> WRITTEN PROBLEM
Repeat only the lines from the one holding "the green bush." down to the last line of the listing below, including both of those lines.

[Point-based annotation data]
--------------------------------

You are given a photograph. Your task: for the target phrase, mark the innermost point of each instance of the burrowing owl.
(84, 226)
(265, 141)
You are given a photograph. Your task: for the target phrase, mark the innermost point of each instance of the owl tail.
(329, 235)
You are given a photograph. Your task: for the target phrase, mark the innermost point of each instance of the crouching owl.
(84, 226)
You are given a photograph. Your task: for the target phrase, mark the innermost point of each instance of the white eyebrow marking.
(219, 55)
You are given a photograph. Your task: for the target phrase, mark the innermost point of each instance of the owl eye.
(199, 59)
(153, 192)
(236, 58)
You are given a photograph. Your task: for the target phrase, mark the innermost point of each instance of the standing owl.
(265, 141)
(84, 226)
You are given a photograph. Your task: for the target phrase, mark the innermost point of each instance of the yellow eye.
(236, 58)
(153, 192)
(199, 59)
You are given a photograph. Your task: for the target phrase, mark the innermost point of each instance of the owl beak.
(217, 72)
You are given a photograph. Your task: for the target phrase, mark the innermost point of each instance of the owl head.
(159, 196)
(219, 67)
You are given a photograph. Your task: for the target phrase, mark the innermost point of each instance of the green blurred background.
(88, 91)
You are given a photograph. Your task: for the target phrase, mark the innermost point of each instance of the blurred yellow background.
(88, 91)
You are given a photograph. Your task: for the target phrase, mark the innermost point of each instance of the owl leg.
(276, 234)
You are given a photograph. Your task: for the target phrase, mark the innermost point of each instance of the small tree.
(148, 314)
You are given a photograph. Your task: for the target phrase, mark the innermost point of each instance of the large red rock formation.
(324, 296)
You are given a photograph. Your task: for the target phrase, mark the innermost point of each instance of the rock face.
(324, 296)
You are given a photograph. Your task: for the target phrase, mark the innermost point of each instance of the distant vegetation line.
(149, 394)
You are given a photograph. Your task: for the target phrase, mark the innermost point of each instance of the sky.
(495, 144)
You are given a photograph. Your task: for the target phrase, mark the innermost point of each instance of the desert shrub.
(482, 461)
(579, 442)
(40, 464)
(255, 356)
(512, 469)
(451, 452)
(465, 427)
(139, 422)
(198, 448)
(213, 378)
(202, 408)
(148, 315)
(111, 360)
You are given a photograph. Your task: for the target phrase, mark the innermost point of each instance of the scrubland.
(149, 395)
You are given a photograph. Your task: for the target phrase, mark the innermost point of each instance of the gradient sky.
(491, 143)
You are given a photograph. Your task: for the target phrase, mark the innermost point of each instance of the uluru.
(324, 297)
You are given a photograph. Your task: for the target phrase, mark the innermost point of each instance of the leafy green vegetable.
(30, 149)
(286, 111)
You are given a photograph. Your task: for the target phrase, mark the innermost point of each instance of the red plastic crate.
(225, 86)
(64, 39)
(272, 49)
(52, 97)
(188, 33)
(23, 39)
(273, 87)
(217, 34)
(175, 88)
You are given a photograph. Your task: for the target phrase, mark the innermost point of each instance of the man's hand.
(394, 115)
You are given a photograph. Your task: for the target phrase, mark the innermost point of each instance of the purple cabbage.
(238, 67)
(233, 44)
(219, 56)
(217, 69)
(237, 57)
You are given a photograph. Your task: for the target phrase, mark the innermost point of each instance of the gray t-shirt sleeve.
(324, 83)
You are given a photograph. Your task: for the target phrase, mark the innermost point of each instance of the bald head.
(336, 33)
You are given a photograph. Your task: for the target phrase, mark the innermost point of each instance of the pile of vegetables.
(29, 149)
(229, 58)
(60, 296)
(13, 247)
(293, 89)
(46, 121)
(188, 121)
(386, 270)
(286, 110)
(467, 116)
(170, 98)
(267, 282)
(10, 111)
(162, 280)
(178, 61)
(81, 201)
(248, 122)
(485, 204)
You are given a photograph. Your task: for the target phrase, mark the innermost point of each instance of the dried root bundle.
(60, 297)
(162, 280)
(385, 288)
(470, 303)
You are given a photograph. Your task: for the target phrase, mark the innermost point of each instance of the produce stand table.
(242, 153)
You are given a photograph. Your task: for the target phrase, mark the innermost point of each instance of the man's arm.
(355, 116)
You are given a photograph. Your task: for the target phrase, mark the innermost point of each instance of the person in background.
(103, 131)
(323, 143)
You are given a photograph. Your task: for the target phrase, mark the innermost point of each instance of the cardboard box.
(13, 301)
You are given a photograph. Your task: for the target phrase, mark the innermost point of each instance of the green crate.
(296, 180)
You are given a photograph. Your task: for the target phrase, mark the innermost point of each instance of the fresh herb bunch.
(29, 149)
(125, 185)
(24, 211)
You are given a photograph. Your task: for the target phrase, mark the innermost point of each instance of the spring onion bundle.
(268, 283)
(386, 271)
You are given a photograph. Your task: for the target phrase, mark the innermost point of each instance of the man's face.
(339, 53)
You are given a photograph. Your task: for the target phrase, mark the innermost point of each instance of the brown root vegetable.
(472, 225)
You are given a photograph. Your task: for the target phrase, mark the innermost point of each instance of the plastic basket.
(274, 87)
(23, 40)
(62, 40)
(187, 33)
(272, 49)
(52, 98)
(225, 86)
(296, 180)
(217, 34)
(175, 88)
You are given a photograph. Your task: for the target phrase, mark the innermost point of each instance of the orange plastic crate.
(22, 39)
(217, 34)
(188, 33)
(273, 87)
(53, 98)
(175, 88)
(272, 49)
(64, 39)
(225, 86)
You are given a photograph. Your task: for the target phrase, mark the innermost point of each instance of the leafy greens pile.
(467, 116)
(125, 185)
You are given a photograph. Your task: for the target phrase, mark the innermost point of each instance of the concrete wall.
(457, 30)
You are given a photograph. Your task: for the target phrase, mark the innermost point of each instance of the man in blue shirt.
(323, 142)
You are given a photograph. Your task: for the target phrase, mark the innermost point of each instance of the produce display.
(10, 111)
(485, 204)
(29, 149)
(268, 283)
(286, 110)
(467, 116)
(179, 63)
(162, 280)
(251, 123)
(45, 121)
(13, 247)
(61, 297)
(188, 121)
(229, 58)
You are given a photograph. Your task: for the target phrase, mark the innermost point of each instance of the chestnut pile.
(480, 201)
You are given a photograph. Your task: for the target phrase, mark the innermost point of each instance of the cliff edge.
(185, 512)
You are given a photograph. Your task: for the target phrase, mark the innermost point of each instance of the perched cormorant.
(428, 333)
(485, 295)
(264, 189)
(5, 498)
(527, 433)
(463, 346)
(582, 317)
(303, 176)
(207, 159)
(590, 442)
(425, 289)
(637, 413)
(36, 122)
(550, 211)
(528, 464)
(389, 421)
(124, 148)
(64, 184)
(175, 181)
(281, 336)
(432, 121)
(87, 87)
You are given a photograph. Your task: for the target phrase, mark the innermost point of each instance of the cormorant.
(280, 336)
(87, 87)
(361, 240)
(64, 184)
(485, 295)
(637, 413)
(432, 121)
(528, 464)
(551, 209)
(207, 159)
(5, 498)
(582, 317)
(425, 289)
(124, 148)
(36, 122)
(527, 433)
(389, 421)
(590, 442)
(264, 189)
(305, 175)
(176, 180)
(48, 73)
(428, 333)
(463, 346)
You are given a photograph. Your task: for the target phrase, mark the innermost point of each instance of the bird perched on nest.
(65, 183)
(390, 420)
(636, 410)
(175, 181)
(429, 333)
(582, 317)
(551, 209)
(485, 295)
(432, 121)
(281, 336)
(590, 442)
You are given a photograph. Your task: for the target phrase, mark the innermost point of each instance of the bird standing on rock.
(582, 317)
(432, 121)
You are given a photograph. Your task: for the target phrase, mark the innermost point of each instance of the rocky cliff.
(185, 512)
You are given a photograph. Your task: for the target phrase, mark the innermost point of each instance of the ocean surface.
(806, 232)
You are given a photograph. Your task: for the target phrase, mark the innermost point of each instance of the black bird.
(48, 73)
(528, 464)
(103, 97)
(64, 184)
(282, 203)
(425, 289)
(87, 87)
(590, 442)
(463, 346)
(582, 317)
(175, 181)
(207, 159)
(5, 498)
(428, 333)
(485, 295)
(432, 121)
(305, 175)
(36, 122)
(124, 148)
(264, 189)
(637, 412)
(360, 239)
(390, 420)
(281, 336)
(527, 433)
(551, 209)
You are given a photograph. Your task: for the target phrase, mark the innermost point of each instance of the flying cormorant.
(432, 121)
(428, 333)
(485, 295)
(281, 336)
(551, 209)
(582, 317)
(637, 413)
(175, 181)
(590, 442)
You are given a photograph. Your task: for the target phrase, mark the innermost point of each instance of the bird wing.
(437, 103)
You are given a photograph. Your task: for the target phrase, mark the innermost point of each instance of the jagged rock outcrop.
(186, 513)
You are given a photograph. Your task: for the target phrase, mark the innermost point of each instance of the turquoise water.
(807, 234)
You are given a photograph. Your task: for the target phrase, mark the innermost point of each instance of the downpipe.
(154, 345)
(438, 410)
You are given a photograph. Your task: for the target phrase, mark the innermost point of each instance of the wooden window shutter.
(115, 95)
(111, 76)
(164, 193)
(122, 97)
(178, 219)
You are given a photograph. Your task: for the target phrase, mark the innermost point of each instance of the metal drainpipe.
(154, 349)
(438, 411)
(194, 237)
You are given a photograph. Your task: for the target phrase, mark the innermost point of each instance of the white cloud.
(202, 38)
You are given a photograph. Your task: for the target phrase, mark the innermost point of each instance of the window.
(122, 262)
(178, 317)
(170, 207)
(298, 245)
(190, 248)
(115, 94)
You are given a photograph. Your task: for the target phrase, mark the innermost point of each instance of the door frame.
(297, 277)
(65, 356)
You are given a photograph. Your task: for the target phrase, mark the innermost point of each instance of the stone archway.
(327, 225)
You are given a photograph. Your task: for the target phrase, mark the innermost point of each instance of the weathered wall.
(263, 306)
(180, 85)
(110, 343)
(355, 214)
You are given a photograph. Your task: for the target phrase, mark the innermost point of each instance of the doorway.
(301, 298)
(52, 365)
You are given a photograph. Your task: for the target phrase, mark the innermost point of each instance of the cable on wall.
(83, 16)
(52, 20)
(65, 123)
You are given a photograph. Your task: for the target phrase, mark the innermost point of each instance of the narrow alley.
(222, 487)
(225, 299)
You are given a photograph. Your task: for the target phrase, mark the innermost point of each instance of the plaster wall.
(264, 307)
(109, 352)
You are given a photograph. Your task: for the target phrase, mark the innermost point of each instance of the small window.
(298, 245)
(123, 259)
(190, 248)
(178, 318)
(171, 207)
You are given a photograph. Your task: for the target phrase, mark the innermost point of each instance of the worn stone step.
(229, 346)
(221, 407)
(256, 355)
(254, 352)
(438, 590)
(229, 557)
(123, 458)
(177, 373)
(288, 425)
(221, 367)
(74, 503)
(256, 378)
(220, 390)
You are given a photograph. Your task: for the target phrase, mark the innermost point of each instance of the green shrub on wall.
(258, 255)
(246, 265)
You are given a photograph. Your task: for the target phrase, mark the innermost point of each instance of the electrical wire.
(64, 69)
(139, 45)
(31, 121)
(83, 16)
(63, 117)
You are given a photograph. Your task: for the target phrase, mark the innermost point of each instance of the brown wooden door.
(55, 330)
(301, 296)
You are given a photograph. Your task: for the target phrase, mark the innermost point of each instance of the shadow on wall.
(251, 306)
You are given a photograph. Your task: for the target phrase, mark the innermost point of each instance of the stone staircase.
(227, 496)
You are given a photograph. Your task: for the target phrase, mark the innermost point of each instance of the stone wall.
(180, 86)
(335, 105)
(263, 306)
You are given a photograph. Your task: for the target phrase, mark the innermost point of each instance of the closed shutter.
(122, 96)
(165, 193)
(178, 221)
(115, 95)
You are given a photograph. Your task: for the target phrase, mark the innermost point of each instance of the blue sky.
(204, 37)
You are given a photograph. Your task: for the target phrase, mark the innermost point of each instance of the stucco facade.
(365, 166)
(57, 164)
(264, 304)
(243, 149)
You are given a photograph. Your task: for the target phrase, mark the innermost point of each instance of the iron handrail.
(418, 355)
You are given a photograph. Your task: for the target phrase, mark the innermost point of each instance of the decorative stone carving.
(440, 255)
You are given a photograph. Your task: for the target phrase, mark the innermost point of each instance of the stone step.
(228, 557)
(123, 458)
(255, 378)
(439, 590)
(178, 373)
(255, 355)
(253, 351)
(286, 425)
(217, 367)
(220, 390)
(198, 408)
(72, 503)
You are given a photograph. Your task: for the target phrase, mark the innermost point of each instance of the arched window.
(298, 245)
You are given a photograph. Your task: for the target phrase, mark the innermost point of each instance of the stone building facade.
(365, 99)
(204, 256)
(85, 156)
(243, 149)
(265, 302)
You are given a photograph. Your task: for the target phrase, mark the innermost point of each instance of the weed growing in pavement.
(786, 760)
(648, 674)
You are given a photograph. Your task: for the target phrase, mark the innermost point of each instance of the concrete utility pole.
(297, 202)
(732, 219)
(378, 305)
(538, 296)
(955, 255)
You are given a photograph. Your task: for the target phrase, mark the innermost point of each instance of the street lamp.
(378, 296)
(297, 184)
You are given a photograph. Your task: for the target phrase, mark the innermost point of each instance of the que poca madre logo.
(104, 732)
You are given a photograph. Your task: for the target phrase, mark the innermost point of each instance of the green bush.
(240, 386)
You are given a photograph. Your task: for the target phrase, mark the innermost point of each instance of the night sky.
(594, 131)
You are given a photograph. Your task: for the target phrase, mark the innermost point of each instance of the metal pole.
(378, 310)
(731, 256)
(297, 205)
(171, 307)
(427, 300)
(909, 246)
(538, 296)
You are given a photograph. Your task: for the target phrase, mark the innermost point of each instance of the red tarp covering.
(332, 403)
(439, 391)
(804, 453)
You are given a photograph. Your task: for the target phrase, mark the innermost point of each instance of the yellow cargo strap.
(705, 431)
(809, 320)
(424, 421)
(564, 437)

--------------------------------

> EXERCISE OUTPUT
You are given a photograph. Your task: for the target phrase, mark the innermost point of each instance of the green bush.
(240, 386)
You are given a photograph. Your task: for the target phrase, mark the innermost point of each instance of the night sky.
(594, 131)
You are given a photograph. Your task: for the target phrase, mark the innermost point of each instance of the metal pole.
(378, 310)
(731, 256)
(297, 205)
(171, 307)
(427, 300)
(909, 246)
(538, 296)
You are given a photograph. Your task: for the target phrase, mark the innermost point of each instance of the red tarp covering.
(332, 403)
(439, 391)
(804, 453)
You are given a photograph. Your task: for the target phrase, mark the innermost point of each instance of the yellow cargo strap.
(705, 431)
(809, 320)
(424, 421)
(564, 437)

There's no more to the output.